■ TASK DETAILS ■
Could you rewrite every line of the items below, requests included, shifting each coordinate in the answers by adding 145 to both of its numbers?

------------------------------------------------

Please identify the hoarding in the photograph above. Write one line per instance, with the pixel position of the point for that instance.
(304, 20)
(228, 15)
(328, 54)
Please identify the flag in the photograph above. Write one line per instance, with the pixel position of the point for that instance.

------------------------------------------------

■ OUTPUT OF THE EXERCISE ■
Please identify the hoarding in the photograph above. Write one line per instance, with the pixel position of the point for that instance.
(449, 165)
(373, 160)
(473, 199)
Please identify the flag in the photograph above. Write one line per instance, with the pixel position of the point for that instance.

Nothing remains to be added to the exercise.